> **RECORDS SUPPLIED**
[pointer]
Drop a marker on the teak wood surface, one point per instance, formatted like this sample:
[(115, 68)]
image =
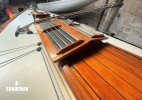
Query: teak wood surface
[(102, 72)]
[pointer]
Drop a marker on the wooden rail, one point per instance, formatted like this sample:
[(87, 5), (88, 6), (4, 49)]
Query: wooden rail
[(97, 71)]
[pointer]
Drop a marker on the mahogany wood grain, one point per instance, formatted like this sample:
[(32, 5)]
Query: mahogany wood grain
[(135, 71), (101, 87), (70, 46), (40, 14), (4, 25), (69, 84), (97, 36), (125, 89), (79, 85), (127, 76), (126, 53), (84, 83), (123, 57)]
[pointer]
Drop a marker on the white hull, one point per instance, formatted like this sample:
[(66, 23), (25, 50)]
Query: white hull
[(64, 5)]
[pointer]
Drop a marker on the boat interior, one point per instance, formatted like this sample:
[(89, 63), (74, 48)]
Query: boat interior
[(46, 56)]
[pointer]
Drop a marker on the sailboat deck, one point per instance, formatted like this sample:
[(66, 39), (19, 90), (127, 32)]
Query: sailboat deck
[(104, 72)]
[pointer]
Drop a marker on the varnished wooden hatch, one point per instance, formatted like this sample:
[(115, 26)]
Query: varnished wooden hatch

> **JOB**
Retype all the entries above word for word, leaving out the picture.

> **FULL ANSWER**
[pointer]
Drop a marker on the teak wood surface, one point per instance, formatted like this sample:
[(115, 68)]
image =
Query: teak wood surface
[(102, 72)]
[pointer]
Drop a marker on the wooden rail, one point per instance, formatted like this sample:
[(87, 5), (88, 6), (4, 49)]
Query: wooden rail
[(97, 71)]
[pointer]
Drop a marker on the mahogany wood grain, one point per instance, formatted like this sample:
[(32, 5)]
Query: mahogany wood grain
[(135, 71), (101, 87), (70, 46), (40, 14), (4, 25), (69, 84), (97, 36), (125, 89), (79, 85), (127, 76), (126, 53), (84, 83), (123, 57)]
[pointer]
Drop a marker on the white hull, one point per instance, formatted like this sample:
[(66, 23), (25, 50)]
Query: white hull
[(64, 5)]
[pointer]
Drop a marker on the boat interior, one point per instance, formatted like this sample:
[(89, 63), (74, 48)]
Query: boat interior
[(46, 56)]
[pointer]
Drop a marker on the sailboat deck, one point per instance, formatted like this sample:
[(66, 39), (19, 90), (127, 32)]
Query: sailboat deck
[(104, 72)]
[pointer]
Drop a marker on the varnished wooden hatch, one point per instance, formatted like this sample:
[(115, 26)]
Query: varnished wooden hatch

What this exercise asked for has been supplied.